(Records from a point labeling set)
◆ ◆ ◆ ◆

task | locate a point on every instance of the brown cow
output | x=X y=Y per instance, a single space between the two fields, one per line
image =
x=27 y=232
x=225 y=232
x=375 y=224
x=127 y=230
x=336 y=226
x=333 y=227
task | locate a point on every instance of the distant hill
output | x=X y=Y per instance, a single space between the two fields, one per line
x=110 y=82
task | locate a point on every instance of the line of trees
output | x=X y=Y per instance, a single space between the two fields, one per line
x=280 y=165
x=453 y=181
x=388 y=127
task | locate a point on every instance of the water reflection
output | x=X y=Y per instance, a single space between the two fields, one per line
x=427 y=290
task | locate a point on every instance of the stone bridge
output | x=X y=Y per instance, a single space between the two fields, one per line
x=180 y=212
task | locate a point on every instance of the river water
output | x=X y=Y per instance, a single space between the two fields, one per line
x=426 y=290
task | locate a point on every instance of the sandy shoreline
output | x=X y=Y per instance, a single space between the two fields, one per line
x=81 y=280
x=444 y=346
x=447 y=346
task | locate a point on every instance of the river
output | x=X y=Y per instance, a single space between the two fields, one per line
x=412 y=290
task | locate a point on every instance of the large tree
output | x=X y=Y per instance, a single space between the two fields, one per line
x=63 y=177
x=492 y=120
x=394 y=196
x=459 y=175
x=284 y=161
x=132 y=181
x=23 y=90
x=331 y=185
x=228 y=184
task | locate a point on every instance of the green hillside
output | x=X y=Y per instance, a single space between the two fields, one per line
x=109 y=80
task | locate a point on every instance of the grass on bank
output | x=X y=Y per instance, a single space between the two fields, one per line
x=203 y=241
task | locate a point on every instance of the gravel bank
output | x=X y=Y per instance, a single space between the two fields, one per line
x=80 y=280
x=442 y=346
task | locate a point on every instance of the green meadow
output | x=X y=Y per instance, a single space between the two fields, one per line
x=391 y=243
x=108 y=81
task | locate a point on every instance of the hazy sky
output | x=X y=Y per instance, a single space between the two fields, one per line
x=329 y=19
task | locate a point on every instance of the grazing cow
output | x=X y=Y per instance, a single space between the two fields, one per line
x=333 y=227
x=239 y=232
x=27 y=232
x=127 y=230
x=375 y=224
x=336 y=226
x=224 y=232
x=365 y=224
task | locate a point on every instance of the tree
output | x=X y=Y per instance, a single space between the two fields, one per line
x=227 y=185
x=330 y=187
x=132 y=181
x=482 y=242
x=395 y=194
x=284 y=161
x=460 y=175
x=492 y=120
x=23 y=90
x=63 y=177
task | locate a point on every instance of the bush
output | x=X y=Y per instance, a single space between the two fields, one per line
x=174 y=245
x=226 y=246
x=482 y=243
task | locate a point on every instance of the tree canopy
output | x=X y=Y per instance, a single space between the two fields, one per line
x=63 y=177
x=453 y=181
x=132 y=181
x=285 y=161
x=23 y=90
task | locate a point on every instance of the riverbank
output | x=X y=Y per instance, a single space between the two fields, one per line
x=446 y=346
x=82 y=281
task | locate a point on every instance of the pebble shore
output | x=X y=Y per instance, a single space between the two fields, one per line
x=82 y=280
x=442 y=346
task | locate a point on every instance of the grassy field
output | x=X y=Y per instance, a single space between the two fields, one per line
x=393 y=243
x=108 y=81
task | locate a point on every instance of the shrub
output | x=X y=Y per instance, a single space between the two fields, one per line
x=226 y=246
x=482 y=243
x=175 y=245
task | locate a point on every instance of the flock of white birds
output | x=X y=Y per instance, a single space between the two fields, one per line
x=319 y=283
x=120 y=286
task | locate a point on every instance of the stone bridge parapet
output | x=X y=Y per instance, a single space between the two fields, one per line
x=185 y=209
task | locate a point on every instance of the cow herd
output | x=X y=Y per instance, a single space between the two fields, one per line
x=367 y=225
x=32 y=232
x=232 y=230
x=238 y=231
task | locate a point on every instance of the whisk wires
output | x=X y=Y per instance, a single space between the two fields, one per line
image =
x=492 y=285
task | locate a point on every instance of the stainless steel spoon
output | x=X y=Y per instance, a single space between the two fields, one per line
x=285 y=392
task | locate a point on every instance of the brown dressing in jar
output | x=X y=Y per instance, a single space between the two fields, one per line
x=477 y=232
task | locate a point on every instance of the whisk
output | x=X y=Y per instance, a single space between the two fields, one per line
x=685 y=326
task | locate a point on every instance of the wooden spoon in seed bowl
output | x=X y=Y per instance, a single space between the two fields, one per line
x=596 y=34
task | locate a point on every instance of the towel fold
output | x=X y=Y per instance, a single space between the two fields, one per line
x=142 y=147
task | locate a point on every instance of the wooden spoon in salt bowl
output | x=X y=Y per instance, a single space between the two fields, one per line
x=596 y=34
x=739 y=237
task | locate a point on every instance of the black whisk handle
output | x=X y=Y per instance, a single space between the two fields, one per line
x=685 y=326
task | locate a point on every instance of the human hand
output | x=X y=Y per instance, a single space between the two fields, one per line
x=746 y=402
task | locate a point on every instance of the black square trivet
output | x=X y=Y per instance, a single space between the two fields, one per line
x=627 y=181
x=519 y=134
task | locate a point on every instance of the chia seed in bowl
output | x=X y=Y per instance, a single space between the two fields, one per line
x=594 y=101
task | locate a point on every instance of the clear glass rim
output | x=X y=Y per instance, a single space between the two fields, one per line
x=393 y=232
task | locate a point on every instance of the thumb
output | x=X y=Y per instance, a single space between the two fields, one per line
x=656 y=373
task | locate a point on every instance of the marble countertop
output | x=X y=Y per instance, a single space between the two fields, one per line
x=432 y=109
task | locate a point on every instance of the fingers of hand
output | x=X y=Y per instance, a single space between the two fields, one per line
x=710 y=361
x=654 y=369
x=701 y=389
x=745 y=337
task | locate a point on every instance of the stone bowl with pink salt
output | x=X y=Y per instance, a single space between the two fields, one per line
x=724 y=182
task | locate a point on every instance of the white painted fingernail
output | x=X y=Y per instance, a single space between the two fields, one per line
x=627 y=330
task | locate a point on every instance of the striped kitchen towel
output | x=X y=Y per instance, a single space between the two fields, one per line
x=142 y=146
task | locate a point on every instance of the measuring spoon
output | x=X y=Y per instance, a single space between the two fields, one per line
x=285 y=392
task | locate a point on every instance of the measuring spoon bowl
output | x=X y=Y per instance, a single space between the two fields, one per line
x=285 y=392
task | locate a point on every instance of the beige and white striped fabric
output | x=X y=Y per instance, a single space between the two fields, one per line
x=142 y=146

◆ ◆ ◆ ◆

• _DIRECTION_
Can you retype, unchanged, the stretch of records above from the line containing "grass on bank" through the line containing "x=365 y=224", with both of those lines included?

• _COMPLETE OUTPUT_
task | locate a point on every instance of the grass on bank
output | x=X y=Y per instance, a single space between the two fields, one per line
x=203 y=241
task | locate a point on every instance of the gravel bank
output | x=X y=Y per instance, a single space between the two fields, one per line
x=80 y=280
x=442 y=346
task | locate a point on every instance of the green meadow
output | x=X y=Y per instance, a single space between the two fields, one per line
x=391 y=243
x=108 y=81
task | locate a point on every instance of the hazy sky
output | x=X y=Y per instance, a single space between the two fields, one per line
x=329 y=19
task | locate a point on every instance of the grazing cow
output | x=X y=Y per instance, a single space between the two fields, one per line
x=333 y=227
x=239 y=232
x=27 y=232
x=127 y=230
x=375 y=224
x=336 y=226
x=224 y=232
x=365 y=224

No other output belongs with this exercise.